Alan Mansell

Personal information
- Full name: Alan William Mansell
- Born: 19 May 1951 Redhill, Surrey, England
- Died: 22 April 2010 (aged 58) Cuckfield, Sussex, England
- Batting: Right-handed
- Role: Wicket-keeper

Domestic team information
- 1969–1975: Sussex

Career statistics
| Competition | First-class | List A |
| Matches | 58 | 39 |
| Runs scored | 1,098 | 165 |
| Batting average | 15.25 | 7.17 |
| 100s/50s | –/4 | –/– |
| Top score | 72* | 28 |
| Balls bowled | – | – |
| Wickets | – | – |
| Bowling average | – | – |
| 5 wickets in innings | – | – |
| 10 wickets in match | – | – |
| Best bowling | – | – |
| Catches/stumpings | 109/6 | 39/5 |
- Source: Cricinfo, 18 July 2012

= Alan Mansell =

English cricketer (1951–2010)

Alan William Mansell (19 May 1951 – 22 April 2010) was an English cricketer. Mansell was a right-handed batsman who fielded as a wicket-keeper. He was born at Redhill, Surrey.

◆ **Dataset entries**
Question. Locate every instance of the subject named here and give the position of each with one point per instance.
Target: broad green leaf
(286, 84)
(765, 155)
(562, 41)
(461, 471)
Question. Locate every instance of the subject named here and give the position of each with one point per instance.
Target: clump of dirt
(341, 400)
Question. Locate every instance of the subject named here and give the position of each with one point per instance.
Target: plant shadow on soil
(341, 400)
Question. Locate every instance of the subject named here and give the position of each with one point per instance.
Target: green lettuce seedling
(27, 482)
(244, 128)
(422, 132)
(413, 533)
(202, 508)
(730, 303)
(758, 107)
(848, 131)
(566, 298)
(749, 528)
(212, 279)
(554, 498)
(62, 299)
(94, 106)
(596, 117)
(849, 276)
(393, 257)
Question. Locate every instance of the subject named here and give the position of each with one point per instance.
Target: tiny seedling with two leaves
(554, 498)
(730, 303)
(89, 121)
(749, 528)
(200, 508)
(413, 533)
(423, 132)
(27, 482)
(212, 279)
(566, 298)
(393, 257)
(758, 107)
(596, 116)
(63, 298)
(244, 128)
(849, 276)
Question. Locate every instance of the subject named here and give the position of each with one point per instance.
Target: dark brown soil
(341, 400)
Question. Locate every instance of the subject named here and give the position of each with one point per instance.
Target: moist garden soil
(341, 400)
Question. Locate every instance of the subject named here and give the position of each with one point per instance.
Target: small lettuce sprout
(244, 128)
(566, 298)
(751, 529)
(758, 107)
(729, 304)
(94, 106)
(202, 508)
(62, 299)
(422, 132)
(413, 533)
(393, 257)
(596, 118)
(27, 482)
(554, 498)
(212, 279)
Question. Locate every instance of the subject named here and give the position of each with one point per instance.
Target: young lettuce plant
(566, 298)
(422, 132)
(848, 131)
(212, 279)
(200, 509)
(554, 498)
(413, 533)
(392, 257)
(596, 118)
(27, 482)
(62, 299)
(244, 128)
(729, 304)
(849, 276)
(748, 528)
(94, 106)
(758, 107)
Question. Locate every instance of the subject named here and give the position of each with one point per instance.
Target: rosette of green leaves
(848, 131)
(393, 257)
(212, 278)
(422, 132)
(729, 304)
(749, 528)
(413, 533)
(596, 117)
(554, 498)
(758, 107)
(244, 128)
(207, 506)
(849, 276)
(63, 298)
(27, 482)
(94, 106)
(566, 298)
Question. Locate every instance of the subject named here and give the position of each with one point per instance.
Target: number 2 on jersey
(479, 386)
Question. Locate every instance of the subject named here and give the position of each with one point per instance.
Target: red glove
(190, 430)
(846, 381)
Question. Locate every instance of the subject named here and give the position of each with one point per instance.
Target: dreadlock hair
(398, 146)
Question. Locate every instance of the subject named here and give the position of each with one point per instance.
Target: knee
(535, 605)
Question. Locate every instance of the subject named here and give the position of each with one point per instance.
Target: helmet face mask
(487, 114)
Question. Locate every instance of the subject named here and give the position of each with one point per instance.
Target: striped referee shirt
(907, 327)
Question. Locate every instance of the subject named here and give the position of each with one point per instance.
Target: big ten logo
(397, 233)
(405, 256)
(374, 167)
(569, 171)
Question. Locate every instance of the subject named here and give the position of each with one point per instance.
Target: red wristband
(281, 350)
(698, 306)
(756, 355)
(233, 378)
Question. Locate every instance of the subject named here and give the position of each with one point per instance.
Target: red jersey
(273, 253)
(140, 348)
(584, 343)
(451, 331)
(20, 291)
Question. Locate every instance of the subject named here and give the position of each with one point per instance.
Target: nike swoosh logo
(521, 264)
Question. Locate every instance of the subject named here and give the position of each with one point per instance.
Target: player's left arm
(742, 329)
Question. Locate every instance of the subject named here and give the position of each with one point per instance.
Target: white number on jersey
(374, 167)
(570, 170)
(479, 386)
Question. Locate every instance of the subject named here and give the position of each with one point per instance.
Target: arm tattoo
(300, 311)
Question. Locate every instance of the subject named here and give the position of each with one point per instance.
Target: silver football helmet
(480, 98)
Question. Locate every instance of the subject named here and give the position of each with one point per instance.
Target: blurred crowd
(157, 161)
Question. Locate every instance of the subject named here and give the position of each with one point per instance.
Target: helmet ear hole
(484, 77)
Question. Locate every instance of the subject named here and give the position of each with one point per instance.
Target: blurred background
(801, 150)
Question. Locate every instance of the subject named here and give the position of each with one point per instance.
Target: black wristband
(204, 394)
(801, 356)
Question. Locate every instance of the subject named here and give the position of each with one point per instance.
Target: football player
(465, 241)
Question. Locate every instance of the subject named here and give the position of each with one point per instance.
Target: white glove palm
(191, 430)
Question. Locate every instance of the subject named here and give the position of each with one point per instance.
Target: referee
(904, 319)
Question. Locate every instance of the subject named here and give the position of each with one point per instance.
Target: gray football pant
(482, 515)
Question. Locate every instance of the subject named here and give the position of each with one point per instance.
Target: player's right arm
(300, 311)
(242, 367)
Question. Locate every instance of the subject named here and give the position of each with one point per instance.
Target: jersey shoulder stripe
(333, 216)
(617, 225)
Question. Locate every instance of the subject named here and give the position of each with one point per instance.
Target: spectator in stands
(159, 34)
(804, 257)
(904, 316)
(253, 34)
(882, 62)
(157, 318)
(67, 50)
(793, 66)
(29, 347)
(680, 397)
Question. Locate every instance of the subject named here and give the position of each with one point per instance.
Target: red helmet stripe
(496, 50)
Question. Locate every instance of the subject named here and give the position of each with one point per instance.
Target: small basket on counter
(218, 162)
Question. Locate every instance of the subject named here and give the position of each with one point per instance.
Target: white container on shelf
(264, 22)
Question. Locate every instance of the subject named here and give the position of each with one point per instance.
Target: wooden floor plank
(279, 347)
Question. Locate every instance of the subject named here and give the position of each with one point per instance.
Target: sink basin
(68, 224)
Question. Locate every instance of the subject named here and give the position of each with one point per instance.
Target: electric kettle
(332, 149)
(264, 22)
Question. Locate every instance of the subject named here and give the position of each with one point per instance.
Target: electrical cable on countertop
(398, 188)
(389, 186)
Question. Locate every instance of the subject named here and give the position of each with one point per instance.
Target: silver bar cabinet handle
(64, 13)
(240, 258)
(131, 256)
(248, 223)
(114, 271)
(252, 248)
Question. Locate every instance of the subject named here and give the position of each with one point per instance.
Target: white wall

◆ **What this exercise asks**
A - According to the Alan Mansell profile, which team did he play for, and during which years?
B - Print word for word the section of the Alan Mansell profile that begins at the words "Alan William Mansell (19" and ends after the words "at Redhill, Surrey.".

◆ **List of solutions**
A - He played for Sussex from 1969 to 1975.

B -
Alan William Mansell (19 May 1951 – 22 April 2010) was an English cricketer. Mansell was a right-handed batsman who fielded as a wicket-keeper. He was born at Redhill, Surrey.